## Directions
(A) Answer these from the article on TSBVI Short-Term Programs:
(i) On what date did the Short-Term Programs teachers meet at their annual retreat?
(ii) Which book did the Fall 2020 Book Club read?
(iii) Which book is the Spring 2021 Book Club reading?
(B) Continue the article on TSBVI Short-Term Programs' remote classes from its last sentence.
[Text excerpt]
TSBVI Short-Term Programs: Connections Despite Separation

Authors: Cheryl L. Austin, Short-Term Programs Teacher

Keywords: Short-Term Programs, STP, COVID-19, pandemic, remote learning, Zoom, Google Classroom, social skills, access technology, self-determination

Abstract: TSBVI’s Short-Term Programs (STP) has adapted to remote learning just like other educational programs. This article describes how they creatively modified their existing classes and also developed new classes to meet the needs of students throughout Texas.

On March 11, 2020, TSBVI Short-Term Programs teachers gathered off-campus at an annual retreat to plan the calendar of classes for the 2020-2021 school year. Spring Break began two days later, and shortly thereafter, the landscape changed as the COVID-19 pandemic became a widespread reality. Faced with the need to accept and embrace a fully remote model, the group employed creativity and flexibility to modify existing classes and to also develop new offerings to meet student needs and foster meaningful connections across the State of Texas.

Here are a few of the innovative classes offered by Short-Term Programs during 2020-2021:

Fall and Spring Book Clubs (Grades 6-8) 

Before COVID-19, STP Book Clubs were solely asynchronous classes. This year, the Book Clubs included a “live” component. In the Fall 2020 semester, students met online twice, once at the start of the class to review course expectations and for an introduction to the book chosen for the book study, A Blind Guide to Stinkville by Beth Vrabel. They met again at the end of the course for a “Question & Answer” session with the book’s author. In the weeks between, students responded to discussion questions and polls within a Google Classroom and received feedback from the instructor. The Spring 2021 class is following a similar format and reading A Blind Guide to Normal by the same author. This time, however, there are more frequent Zoom meetings to discuss the book several chapters at a time, a request made by the students for even more significant interaction.
[/Text excerpt]
[Record set]
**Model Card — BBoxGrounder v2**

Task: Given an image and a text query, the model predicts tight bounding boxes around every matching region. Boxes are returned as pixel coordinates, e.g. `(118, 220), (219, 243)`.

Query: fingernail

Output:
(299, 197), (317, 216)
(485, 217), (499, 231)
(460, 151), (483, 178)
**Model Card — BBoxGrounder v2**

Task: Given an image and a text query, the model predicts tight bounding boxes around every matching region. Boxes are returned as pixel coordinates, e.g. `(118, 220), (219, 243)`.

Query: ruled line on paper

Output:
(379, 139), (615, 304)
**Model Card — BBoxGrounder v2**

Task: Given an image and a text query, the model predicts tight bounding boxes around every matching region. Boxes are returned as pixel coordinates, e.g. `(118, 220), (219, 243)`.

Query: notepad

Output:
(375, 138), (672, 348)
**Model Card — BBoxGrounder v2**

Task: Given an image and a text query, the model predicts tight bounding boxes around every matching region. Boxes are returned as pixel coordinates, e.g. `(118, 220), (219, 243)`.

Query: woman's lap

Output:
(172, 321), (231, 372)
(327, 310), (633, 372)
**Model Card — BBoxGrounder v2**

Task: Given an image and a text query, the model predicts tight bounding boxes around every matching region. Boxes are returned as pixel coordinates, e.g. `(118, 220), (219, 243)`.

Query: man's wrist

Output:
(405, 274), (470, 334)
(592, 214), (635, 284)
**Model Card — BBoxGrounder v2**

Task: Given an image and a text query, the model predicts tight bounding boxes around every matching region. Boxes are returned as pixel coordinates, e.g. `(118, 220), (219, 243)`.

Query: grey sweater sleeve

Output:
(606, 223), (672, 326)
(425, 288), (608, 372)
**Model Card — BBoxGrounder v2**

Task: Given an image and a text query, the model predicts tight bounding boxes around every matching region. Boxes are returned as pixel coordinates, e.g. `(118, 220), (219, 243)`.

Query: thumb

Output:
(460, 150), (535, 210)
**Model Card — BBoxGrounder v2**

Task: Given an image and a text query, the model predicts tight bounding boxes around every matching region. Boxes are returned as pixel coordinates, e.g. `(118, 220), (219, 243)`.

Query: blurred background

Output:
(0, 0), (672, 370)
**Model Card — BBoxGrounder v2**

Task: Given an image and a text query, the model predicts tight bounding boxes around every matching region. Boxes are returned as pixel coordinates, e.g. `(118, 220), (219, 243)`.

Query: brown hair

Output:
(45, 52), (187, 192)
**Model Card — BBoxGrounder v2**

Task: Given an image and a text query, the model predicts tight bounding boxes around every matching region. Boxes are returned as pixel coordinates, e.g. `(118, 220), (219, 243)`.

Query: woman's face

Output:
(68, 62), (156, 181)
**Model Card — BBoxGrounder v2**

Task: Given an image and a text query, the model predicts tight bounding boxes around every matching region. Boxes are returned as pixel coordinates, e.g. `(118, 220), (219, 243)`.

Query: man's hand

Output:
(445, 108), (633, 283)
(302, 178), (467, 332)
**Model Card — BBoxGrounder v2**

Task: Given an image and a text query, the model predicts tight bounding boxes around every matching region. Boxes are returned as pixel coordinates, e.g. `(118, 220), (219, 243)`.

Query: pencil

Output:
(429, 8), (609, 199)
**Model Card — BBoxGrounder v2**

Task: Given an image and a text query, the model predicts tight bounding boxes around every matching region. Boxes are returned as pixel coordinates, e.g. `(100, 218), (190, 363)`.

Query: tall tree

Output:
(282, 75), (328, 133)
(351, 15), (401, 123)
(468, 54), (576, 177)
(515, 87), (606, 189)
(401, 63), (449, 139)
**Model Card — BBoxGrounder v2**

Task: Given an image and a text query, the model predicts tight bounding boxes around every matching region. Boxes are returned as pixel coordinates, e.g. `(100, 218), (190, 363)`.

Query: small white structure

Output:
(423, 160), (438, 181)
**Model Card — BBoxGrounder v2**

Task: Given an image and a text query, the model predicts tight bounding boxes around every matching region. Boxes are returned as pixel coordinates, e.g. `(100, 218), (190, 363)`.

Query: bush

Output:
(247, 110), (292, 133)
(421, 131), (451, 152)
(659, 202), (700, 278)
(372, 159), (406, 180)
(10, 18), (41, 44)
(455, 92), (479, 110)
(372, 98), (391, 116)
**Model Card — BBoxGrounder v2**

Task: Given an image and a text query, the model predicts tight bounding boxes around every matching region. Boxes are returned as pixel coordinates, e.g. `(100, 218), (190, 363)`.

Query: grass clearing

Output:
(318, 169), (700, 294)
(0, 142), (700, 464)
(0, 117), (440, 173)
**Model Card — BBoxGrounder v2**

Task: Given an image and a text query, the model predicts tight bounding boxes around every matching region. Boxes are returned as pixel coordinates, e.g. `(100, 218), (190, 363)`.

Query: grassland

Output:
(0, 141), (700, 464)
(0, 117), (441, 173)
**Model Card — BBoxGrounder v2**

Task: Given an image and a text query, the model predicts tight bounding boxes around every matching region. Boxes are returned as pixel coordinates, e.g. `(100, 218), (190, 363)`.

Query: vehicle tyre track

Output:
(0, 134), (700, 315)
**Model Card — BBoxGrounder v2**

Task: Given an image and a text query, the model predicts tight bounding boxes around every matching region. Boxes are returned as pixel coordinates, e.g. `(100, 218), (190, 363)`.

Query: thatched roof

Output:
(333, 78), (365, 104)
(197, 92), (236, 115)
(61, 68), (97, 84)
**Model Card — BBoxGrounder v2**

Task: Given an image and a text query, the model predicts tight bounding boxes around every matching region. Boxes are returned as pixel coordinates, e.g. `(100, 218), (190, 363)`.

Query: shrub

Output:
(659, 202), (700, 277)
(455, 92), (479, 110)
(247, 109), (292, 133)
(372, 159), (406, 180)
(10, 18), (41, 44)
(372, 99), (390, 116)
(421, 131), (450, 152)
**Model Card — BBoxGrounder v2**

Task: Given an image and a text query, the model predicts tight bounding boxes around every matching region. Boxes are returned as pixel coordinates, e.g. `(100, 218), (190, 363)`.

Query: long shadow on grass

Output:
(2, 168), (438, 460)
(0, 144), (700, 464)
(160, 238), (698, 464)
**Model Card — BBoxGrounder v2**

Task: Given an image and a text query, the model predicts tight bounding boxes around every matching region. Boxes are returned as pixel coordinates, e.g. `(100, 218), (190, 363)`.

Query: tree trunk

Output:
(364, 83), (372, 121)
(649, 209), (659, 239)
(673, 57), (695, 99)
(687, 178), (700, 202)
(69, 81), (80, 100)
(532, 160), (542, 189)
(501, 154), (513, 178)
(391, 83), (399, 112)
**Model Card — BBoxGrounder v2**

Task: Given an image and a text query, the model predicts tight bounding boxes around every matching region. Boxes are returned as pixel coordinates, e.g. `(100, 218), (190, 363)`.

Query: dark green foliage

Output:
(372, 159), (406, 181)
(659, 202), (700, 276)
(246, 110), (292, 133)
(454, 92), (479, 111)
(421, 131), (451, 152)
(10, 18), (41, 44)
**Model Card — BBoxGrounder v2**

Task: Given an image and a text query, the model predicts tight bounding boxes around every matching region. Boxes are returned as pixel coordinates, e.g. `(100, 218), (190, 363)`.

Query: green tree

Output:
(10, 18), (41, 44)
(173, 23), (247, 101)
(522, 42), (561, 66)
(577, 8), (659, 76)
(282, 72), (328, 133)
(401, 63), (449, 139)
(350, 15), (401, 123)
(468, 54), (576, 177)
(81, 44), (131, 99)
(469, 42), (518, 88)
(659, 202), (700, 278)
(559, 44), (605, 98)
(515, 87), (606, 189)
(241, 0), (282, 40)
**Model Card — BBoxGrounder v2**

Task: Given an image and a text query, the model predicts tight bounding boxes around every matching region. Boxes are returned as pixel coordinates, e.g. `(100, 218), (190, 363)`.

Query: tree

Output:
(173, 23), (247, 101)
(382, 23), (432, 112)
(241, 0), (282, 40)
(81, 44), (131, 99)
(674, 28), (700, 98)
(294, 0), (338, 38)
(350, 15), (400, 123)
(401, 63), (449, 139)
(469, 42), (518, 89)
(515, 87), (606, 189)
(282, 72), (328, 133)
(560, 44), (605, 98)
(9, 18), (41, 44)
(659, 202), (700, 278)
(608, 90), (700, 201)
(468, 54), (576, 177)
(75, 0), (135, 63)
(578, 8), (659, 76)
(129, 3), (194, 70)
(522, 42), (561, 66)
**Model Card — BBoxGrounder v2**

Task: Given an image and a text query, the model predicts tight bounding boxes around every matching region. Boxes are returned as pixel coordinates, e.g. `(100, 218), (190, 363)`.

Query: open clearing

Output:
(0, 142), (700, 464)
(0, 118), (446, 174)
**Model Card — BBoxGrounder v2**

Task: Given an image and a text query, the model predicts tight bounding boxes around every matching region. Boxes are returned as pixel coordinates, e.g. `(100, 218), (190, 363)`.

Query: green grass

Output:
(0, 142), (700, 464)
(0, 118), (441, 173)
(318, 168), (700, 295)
[/Record set]
## Responses in order
(A)
(i) March 11, 2020
(ii) A Blind Guide to Stinkville by Beth Vrabel
(iii) A Blind Guide to Normal

(B)
Focus on Low Vision Series (Grades 6-8, 9-12) 

With the intent to serve students with low vision whose needs and interests might not be addressed in other programs, this afterschool series was created with a focus on access technology, self-determination, and social connections with like peers. Two groups, co-facilitated by three vision professionals who have low vision themselves, meet by Zoom monthly. The groups address high-interest topics within areas of the expanded core curriculum such as recreation and leisure, social interaction, and independent living skills, to name just a few.  Approximately 20 students now participate regularly in the low vision series and have begun to develop a very supportive community.

A student participates in a Zoom cooking lesson. Three rolls, yeast, and two oven mitts are on the counter. The teacher is on the screen of the iPad.

Caption: STP students practiced cooking skills remotely during COVID-19.

Winter Social (Grades 1-12)

A total of 30 students joined together in Zoom on a Saturday in December 2020 to celebrate the winter season. Students were assigned to breakout rooms, arranged by grade and facilitated by instructional staff, and engaged in a variety of social skills and self-determination lessons and games. Activities included interactive icebreakers and conversation games, trivia, sensory (sound) experiences, and dance parties with songs requested in advance, all with the primary objective of creating social connections.

Writer’s Workshop Series (Grades 6-8)

The Writer’s Workshop series provides students with instruction on the writing process, elements of writing, and peer editing and revision. The class focuses on fictional writing. Starting in February 2021, students met remotely once a month to review a highlighted topic and worked collaboratively to gather feedback on their writing. In between the live sessions, students had access to online content through a Google Classroom for lessons on writing, including character and setting development, writing effective story introductions, and descriptive language.

The common thread and inspiration for all of these classes can be summed up in one word: connection. While not the same as in-person experiences on TSBVI’s campus, what we have heard repeatedly is a desire for increased interaction. Since social opportunities are limited in most communities, a virtual connection has been an important tool for engagement. TSBVI Short-Term Programs quickly pivoted during COVID and adapted its regular mode of instructional delivery to successfully answer that call, serving more students in our great state in 2020-2021 than in a typical school year.